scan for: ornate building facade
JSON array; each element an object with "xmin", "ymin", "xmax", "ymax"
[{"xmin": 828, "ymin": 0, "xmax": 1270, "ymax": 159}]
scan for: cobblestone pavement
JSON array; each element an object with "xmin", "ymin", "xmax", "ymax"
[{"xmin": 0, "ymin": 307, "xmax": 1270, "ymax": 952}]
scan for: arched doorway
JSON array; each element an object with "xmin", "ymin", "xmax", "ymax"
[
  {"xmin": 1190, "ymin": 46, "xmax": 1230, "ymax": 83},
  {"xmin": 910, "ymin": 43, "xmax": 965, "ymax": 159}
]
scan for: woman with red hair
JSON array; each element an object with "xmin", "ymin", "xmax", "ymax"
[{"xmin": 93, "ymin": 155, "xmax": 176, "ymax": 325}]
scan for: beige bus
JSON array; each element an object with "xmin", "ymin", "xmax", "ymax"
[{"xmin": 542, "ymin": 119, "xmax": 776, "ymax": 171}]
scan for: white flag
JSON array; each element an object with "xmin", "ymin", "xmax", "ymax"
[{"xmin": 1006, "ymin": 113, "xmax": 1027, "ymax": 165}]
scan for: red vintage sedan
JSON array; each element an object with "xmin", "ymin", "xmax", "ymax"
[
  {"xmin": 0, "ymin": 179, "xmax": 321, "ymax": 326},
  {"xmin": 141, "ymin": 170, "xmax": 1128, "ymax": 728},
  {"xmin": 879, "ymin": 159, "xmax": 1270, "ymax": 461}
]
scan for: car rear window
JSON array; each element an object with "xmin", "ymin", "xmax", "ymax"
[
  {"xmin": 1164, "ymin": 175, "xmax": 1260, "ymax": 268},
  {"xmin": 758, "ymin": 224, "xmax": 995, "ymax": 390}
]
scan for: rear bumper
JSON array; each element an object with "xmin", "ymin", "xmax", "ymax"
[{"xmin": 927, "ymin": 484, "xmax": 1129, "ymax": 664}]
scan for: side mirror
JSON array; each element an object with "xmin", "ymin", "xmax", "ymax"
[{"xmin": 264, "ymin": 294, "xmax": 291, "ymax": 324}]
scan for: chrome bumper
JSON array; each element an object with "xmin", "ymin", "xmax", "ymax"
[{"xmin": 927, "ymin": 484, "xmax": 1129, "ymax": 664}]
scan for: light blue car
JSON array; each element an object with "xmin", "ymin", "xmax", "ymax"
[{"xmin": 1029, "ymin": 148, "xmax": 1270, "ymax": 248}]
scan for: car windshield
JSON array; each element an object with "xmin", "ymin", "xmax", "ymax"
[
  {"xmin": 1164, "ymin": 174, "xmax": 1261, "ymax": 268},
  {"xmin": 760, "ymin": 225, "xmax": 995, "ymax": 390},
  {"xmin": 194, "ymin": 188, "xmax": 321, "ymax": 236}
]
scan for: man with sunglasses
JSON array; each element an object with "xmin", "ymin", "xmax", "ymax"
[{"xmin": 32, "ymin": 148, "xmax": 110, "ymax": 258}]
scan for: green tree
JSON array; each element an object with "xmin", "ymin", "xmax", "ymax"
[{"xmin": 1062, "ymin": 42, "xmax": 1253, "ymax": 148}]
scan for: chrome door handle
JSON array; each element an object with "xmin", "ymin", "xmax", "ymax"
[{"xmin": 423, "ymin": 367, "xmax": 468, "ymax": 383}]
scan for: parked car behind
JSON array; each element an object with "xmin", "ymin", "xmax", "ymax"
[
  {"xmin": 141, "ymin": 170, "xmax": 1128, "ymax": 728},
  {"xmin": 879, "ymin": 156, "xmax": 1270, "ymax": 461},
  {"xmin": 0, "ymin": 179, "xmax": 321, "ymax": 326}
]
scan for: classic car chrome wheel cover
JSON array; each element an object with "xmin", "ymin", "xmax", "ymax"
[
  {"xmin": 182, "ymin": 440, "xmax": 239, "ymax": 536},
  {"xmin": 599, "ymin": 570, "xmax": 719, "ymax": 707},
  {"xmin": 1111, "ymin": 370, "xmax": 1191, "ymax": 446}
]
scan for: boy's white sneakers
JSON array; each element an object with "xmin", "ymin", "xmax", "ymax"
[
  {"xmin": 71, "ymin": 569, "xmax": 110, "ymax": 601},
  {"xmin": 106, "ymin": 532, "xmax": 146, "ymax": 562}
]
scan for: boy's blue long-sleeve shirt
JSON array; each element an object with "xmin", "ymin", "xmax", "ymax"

*PROBLEM DETAILS*
Pick out every line in the material above that contains the word "blue", and copy each one. Case counts, so only count matches that have the same capitalization.

*EXERCISE RESULT*
scan for: light blue car
scan for: boy's blue long-sleeve shirt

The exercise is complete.